§ WORK TO COMPLETE:
From the first line of the data below through the line holding "Target: concrete walkway", write out each line exactly as it stands.

§ Records from a collection:
----------

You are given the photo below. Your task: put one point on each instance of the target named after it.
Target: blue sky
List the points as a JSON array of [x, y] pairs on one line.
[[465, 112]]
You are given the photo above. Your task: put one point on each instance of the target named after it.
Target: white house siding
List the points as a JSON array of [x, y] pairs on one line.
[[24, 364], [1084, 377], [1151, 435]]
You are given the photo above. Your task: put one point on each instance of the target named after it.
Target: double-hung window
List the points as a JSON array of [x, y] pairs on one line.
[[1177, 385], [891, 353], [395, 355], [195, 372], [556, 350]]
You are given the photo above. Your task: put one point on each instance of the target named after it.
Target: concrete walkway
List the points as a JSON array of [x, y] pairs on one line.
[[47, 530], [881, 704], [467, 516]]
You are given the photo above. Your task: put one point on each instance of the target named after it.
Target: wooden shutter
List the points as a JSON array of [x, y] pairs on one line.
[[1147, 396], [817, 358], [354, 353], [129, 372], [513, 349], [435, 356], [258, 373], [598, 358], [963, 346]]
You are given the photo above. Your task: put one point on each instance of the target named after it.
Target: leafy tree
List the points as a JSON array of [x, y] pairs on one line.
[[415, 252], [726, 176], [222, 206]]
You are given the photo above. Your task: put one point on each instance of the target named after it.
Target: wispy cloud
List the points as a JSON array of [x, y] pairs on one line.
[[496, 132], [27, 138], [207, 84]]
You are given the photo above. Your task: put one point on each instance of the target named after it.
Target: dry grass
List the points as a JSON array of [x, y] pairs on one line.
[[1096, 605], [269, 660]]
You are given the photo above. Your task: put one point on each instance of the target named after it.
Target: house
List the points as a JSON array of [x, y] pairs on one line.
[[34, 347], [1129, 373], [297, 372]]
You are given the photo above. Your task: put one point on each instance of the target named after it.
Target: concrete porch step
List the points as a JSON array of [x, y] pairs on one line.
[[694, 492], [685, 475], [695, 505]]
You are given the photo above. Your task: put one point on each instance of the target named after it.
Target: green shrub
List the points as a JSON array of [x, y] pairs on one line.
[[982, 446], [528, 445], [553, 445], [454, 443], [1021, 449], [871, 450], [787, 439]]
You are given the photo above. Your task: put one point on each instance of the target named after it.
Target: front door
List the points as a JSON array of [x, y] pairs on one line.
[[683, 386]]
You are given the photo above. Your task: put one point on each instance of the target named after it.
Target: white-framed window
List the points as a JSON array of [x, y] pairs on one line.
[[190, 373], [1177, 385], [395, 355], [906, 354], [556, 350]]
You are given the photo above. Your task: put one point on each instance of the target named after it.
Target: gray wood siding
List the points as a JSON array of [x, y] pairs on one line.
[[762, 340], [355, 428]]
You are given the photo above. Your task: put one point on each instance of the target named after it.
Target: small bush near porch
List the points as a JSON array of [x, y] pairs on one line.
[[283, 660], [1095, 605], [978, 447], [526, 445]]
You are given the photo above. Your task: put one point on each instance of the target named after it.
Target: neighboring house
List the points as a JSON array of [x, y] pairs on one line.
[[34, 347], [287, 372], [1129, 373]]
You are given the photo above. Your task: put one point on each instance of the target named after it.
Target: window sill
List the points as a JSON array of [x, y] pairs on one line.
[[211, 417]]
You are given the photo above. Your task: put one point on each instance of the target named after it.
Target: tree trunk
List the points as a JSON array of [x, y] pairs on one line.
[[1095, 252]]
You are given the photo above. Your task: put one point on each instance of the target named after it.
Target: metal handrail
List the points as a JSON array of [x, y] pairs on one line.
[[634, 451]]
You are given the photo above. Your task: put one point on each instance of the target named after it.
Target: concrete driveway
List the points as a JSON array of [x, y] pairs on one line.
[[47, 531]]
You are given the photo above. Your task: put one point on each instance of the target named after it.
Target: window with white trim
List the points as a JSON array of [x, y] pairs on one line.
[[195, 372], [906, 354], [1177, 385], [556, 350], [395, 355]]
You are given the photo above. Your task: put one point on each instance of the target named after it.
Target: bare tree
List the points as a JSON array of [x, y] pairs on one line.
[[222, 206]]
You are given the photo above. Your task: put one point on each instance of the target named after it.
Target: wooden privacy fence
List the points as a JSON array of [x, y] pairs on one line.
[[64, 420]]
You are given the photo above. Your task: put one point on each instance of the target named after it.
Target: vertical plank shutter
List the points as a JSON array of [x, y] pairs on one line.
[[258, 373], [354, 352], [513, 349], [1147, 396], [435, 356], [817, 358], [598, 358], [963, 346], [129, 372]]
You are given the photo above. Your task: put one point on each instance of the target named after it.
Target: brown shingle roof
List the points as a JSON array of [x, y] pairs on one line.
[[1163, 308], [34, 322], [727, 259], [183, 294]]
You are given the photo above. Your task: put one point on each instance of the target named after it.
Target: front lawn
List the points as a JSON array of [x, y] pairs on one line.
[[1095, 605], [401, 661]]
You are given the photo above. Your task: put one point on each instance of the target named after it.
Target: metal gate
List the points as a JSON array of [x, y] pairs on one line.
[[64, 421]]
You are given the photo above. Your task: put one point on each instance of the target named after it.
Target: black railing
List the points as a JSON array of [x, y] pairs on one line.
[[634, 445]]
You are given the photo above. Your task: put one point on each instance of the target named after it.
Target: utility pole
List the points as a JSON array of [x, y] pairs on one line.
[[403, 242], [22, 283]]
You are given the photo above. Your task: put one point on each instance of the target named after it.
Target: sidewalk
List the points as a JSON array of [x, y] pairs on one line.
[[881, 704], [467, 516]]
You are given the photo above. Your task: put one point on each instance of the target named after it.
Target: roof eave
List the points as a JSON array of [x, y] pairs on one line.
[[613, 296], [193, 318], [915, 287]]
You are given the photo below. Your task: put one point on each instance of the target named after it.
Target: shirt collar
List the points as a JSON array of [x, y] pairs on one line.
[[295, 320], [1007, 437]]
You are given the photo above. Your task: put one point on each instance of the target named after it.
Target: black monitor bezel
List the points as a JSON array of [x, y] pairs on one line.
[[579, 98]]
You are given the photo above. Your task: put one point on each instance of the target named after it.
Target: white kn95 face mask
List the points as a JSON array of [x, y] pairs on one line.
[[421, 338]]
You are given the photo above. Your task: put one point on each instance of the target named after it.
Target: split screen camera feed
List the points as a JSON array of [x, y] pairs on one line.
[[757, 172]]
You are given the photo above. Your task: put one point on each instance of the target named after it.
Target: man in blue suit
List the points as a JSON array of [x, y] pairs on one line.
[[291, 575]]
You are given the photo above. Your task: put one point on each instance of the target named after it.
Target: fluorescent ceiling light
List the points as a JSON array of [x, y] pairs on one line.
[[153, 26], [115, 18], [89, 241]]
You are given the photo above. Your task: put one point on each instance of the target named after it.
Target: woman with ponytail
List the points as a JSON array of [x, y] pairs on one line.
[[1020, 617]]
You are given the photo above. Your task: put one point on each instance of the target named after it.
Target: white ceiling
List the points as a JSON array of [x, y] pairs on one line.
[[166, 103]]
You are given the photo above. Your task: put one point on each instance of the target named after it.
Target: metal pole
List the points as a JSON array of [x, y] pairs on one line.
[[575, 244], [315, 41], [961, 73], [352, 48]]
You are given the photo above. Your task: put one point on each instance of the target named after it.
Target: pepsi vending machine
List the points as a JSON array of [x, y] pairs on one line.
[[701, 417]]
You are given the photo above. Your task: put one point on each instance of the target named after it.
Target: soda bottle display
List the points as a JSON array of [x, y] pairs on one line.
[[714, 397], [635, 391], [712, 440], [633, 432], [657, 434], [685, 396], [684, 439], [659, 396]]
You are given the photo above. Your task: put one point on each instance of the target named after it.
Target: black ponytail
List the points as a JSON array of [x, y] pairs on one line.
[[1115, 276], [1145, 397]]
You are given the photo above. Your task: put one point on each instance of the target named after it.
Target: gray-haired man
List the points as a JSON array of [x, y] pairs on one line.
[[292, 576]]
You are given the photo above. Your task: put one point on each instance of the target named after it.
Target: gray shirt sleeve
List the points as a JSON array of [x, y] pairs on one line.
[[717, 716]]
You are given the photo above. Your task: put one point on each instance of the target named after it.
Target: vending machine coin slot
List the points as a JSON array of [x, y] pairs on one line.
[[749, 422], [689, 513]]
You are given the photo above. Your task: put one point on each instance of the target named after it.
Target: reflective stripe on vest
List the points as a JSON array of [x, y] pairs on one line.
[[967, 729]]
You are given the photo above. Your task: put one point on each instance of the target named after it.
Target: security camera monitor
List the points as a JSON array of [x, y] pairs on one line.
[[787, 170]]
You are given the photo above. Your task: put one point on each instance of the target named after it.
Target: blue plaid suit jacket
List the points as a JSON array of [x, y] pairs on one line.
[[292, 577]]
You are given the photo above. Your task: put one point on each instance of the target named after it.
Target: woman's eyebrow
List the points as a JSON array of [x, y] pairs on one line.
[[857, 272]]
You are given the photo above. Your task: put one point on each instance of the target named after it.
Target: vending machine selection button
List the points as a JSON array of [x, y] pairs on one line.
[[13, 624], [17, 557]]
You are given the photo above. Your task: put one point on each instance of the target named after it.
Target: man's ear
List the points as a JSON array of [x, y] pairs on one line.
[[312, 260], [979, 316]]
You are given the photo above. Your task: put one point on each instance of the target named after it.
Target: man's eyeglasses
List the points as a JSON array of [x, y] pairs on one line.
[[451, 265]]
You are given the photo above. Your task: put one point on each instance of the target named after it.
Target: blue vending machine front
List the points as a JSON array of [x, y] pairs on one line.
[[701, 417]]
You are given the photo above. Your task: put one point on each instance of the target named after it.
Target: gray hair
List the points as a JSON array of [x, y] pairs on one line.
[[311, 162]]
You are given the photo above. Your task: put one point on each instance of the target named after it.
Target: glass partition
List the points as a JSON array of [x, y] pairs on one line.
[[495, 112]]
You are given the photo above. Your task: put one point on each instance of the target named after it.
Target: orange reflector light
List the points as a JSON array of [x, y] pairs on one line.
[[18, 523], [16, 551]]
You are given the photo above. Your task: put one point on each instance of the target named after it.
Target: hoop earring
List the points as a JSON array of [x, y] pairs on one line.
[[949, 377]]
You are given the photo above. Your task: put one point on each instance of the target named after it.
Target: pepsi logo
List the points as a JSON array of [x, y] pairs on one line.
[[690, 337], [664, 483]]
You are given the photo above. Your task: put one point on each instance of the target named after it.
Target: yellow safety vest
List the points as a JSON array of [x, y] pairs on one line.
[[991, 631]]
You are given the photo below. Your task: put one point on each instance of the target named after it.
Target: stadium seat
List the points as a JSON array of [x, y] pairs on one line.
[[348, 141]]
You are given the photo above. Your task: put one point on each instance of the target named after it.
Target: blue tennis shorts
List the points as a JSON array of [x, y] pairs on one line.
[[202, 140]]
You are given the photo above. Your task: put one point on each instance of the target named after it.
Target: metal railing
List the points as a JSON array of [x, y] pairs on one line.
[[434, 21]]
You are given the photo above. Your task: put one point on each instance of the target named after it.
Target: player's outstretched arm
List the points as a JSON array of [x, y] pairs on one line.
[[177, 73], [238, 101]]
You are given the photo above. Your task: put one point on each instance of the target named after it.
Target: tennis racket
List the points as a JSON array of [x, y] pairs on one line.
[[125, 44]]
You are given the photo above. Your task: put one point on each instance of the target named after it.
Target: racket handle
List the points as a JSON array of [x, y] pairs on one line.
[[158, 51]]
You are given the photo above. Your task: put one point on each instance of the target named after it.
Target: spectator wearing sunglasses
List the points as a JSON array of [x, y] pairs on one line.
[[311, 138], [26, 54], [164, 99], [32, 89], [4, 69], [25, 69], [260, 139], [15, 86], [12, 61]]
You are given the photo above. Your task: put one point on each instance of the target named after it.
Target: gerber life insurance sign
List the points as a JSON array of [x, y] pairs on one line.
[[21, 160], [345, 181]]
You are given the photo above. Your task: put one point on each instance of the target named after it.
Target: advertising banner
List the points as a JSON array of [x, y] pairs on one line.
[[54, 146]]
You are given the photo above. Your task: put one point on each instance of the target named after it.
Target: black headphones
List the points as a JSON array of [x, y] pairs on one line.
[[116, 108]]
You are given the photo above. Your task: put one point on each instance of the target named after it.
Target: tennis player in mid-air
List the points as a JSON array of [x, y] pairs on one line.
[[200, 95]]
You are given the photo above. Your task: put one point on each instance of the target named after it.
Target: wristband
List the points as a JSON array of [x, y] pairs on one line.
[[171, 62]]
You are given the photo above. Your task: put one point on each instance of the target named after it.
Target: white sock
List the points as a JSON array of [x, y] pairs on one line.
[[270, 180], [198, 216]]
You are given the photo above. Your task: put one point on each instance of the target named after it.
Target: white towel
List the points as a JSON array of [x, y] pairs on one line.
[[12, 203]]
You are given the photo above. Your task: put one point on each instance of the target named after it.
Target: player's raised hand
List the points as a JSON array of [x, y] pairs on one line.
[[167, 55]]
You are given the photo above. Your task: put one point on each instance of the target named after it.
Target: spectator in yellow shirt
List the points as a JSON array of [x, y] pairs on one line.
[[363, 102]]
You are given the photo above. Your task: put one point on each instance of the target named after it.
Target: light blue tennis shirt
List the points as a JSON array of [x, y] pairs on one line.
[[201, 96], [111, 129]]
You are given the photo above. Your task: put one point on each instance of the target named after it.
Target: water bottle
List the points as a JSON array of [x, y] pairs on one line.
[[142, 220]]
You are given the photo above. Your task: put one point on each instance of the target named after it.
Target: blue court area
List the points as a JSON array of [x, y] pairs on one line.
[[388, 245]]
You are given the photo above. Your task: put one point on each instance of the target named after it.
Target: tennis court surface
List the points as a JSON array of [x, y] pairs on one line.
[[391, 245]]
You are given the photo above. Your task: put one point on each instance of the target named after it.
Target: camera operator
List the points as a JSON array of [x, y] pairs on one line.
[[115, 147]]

----------

§ EXPECTED ANSWER:
You are given the photo below. Your task: put one point on each instance of the target named after it.
Target: blue sky
List the points as a JSON array of [x, y] pairs on one line.
[[465, 112]]
You are given the photo above. Your task: put one point on each instance of the target named after it.
Target: white house siding
List the points as a JSON array of [x, y] pairs on one line.
[[24, 364], [1084, 377], [1151, 435]]
You are given the photo above. Your task: put one point on each instance of the target named after it.
Target: double-hung window
List the points as a JSON array of [x, y] pairs on one line.
[[1177, 385], [891, 353], [395, 355], [195, 372], [556, 350]]
You are given the photo above. Your task: put one point on each instance of the target named after it.
Target: concrete walkway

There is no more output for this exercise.